Your task: Rewrite the material below, swapping "Could you please indicate" for "Please mark" everywhere it appears and leaving all else unchanged.

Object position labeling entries
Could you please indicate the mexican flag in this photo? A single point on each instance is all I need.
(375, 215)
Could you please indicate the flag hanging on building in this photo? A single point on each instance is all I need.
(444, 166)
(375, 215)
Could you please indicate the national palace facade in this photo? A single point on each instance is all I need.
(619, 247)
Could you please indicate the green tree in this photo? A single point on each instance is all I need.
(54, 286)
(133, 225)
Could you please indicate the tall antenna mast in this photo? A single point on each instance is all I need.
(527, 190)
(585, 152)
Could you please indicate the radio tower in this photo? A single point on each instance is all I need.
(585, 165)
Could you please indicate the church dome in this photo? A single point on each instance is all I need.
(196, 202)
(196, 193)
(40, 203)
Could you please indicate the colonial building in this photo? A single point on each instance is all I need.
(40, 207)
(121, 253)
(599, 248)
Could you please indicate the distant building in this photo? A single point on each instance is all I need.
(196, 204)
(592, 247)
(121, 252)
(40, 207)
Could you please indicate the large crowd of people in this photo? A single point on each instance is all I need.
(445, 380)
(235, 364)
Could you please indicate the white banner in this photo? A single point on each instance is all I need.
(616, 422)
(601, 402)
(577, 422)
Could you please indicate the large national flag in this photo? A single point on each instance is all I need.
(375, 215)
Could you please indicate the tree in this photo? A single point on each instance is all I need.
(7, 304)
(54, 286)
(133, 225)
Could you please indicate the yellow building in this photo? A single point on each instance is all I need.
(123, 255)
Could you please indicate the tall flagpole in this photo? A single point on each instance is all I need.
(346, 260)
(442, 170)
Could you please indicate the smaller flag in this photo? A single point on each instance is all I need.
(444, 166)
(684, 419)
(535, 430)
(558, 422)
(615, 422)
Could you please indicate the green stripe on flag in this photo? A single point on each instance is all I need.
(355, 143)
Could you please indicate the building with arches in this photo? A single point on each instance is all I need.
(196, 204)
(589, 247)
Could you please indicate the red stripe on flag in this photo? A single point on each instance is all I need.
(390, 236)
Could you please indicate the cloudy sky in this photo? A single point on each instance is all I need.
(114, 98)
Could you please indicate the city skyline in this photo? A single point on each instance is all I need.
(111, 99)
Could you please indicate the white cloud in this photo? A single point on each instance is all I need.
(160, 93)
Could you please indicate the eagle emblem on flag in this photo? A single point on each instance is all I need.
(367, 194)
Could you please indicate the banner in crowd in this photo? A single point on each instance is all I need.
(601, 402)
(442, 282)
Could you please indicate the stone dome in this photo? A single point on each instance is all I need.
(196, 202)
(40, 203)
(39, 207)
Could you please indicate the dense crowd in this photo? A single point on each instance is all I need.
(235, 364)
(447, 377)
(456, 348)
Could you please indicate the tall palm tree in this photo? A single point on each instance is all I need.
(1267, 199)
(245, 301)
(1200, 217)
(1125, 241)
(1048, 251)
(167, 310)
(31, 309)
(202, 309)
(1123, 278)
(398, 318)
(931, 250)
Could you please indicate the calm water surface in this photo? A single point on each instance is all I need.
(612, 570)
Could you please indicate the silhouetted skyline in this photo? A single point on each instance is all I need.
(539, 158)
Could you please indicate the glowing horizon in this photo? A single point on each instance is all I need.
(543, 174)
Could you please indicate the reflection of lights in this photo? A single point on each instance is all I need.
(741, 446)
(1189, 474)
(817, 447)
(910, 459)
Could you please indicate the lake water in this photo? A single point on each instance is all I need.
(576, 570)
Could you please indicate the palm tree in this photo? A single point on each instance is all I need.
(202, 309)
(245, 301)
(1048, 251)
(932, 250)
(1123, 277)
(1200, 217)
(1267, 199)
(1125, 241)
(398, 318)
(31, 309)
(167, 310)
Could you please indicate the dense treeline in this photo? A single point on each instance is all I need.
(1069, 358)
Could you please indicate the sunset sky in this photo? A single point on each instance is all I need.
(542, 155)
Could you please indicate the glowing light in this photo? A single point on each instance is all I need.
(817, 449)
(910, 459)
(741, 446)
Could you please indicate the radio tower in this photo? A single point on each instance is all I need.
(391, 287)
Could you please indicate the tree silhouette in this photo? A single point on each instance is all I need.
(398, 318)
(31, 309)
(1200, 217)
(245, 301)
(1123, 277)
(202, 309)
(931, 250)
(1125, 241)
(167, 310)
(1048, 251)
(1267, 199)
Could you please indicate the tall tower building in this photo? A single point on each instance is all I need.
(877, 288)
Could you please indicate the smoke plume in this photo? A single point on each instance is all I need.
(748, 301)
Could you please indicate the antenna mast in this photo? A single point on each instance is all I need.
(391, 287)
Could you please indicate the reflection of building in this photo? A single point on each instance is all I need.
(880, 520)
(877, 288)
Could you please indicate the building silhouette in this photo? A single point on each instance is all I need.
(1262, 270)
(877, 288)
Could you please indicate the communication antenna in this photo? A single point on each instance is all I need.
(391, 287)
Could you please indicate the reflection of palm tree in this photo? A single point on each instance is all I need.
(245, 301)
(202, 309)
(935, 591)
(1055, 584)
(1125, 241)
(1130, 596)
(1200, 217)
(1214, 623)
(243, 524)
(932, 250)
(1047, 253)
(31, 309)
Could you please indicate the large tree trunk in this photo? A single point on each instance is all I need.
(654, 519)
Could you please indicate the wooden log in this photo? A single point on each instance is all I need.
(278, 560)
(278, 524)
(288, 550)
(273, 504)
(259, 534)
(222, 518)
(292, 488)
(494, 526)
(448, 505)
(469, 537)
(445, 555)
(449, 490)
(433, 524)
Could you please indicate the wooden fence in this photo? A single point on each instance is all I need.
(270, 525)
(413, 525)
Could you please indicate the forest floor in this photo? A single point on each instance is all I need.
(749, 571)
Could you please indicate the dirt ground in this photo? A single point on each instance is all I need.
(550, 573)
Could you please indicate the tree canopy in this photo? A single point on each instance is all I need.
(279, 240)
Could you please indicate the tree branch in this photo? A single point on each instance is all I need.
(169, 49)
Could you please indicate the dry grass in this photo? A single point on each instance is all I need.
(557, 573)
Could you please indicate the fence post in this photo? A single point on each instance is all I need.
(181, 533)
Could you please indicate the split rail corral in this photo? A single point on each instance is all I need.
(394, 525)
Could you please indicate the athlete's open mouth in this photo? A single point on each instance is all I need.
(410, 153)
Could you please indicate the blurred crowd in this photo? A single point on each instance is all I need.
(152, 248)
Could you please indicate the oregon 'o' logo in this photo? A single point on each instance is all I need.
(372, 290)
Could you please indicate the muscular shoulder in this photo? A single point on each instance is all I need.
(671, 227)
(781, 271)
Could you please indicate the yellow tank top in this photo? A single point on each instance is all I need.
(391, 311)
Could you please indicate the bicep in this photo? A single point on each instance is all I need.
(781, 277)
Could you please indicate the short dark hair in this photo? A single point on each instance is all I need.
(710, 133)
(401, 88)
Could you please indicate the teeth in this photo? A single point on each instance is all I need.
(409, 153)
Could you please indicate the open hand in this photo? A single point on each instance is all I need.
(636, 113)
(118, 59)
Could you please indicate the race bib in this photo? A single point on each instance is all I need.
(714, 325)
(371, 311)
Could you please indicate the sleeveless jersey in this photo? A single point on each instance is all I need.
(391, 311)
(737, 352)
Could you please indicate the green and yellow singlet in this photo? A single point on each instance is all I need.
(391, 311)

Output:
Please mark the mexican flag in this photo? A single point on each instance is all I need.
(375, 215)
Please mark the flag hanging on building in this photo? A single point on each instance is all I need.
(444, 166)
(375, 215)
Please mark the national palace facade in this photo? A single point on each instance is all I need.
(619, 247)
Please mark the green tree in this photo? A single point on each instance is all I need.
(54, 286)
(133, 225)
Please mark the tall antenna mast in this photo? A single point on each instance is all I need.
(527, 190)
(585, 152)
Please mark the radio tower in this photo? A single point on each instance is all I need.
(585, 165)
Please mark the church dome in this photo? A single point on each instance is all I need.
(196, 202)
(196, 193)
(40, 203)
Please mark the colonial building in this photo? A single point on each instance is all I need.
(40, 207)
(121, 253)
(599, 248)
Please mark the distant building in this photo? A single point on each instance is all I need.
(196, 204)
(592, 247)
(121, 252)
(40, 207)
Please mark the large crowd of people in this photo? A single point on each instance is all I need.
(445, 380)
(235, 364)
Please mark the white banner in this photo? A single point on each instance is all I need.
(616, 422)
(601, 402)
(577, 422)
Please mark the large national flag in this photo? A single point on each instance is all I need.
(375, 215)
Please mark the tree in this photo? A single point on each instance is all I need.
(7, 304)
(54, 286)
(133, 225)
Please mark the yellow building in this photo? A single point on each instance is all I need.
(123, 255)
Please mark the tall flagpole in this photo? A single point on each instance is all I need.
(346, 260)
(442, 170)
Please mark the smaller flag in this photo? A single point on each instance is all I need.
(444, 166)
(684, 419)
(535, 430)
(558, 422)
(615, 422)
Please mark the green stripe on flag in this photo? A single point on each instance is all I need.
(355, 143)
Please mark the building with arches in this photo? A single point on each instance is all I need.
(196, 204)
(589, 247)
Please mark the red stripe on flag in this photo? A single point on each instance is all I need.
(390, 236)
Please mark the cloudy sky in this photo? A single point on each instance is all I need.
(114, 98)
Please mark the city skyline in this photo? A single point on each instance is all I need.
(111, 99)
Please mark the white cloud in this photo? A single point on each instance is all I need.
(160, 93)
Please mark the eagle emblem on flag in this photo? A single point on each instance is all I need.
(367, 194)
Please mark the banner in crowd in this photo? A single point on each instance is all I need.
(601, 402)
(442, 282)
Please mark the stone dome in this photo? A single point on each instance is all I need.
(196, 202)
(40, 203)
(39, 207)
Please mark the dense crowd in this photo? A single point on each instance is all I need.
(235, 364)
(447, 377)
(456, 348)
Please mark the tall palm tree in this photo? A single point on each instance is all I need.
(1267, 199)
(245, 301)
(1200, 217)
(1125, 241)
(1048, 251)
(167, 310)
(31, 309)
(202, 309)
(1123, 278)
(398, 318)
(931, 250)
Please mark the calm water surface in this photo? A single point on each instance is all I need.
(612, 570)
Please mark the silhouetted skyline in this photo? A single point on each instance is all I need.
(539, 158)
Please mark the glowing horizon in this photo? A single point on each instance is all I need.
(543, 174)
Please mark the reflection of lights in this photo? A single point on each instance is all I need.
(741, 446)
(1189, 474)
(817, 447)
(910, 459)
Please mark the lake water in this photo? A single point on each instance is all I need.
(576, 570)
Please mark the palm tree in this photo? A single point on each instance is all I need.
(202, 309)
(245, 301)
(1048, 251)
(932, 250)
(1123, 277)
(1200, 217)
(1267, 199)
(1125, 241)
(398, 318)
(31, 309)
(167, 310)
Please mark the dense treeline in this photo? A single point on each instance is all I need.
(1069, 358)
Please mark the sunset sky in this photo? A single point on each instance is all I need.
(542, 155)
Please mark the glowing light in this photo? A single point on each instance is all I need.
(817, 449)
(910, 459)
(741, 446)
Please mark the radio tower in this photo? A single point on each instance is all I need.
(391, 287)
Please mark the tree silhouette in this photo? A single point on each instance is all I need.
(398, 318)
(31, 309)
(1200, 217)
(245, 301)
(1123, 277)
(202, 309)
(931, 250)
(1125, 241)
(167, 310)
(1048, 251)
(1267, 199)
Please mark the tall tower building in this photo? A single point on each instance is all I need.
(877, 288)
Please mark the smoke plume in this photo? A single point on each instance is all I need.
(748, 301)
Please mark the antenna mast in this photo? A single point on each instance is all I need.
(391, 287)
Please mark the reflection of building in this photo? A single point on each instance is all I need.
(880, 520)
(877, 288)
Please mark the building silhouette in this photo? A single point on each instance is all I need.
(1262, 270)
(877, 288)
Please mark the communication antenna in this photo? A single point on each instance is all I need.
(391, 287)
Please mark the reflection of palm tree in this photo? A single point on each instance is all I need.
(245, 301)
(202, 309)
(935, 591)
(1055, 584)
(1125, 241)
(1130, 596)
(1200, 217)
(1214, 623)
(243, 524)
(932, 250)
(1047, 253)
(31, 309)
Please mark the large tree trunk in this photo? A single point on each instance is all I need.
(654, 519)
Please mark the wooden log in this photo? A single point on each instance is all I need.
(278, 560)
(278, 524)
(288, 550)
(273, 504)
(259, 534)
(222, 518)
(292, 488)
(494, 526)
(448, 505)
(469, 537)
(445, 555)
(449, 490)
(433, 524)
Please mark the wooden fence in this photo? A single point on each instance is all I need.
(270, 525)
(413, 525)
Please mark the forest floor in this photo? A single point on each instance is all I need.
(749, 571)
Please mark the dirt ground in this photo? A single point on each instance is all I need.
(550, 573)
Please mark the tree canopy in this photo? A single point on each instance is all I need.
(279, 240)
Please mark the tree branch in this photo? A single point on each instance is all I need.
(169, 49)
Please mark the dry grass in this photo? A single point on each instance is all I need.
(557, 573)
Please mark the fence post in this photo? A single point on each instance is all I need.
(181, 533)
Please mark the split rail corral in this photo? A single point on each instance is all I need.
(394, 525)
Please mark the athlete's open mouth in this photo? A single point on each instance is all I need.
(410, 153)
Please mark the blurred crowd in this photo? A single point on each instance is all I need.
(152, 248)
Please mark the oregon 'o' logo in this photo? A single point on each instance is all I need.
(372, 290)
Please mark the muscular shoulder in this photo? A single point on each instance is all I need.
(671, 227)
(781, 271)
Please mark the yellow tank top in this photo? A single point on each instance is all I need.
(391, 311)
Please mark the bicep in this photo? A single point on each instance is all I need.
(781, 277)
Please mark the short dark hair in this photo? A single point on each instance is all I need.
(710, 133)
(401, 88)
Please mark the teeth in this photo? A single point on each instance is all I need.
(409, 153)
Please mark the open hand in this photo? A single point on each instance is all I need.
(636, 113)
(118, 59)
Please mark the race bib in this photo? A single point on each instance is all I need.
(714, 325)
(371, 311)
Please mark the sleeveless jersey in this photo? A single point on each instance is all I need.
(391, 311)
(737, 352)
Please mark the green and yellow singlet in this photo? A single point on each instance is all I need.
(391, 311)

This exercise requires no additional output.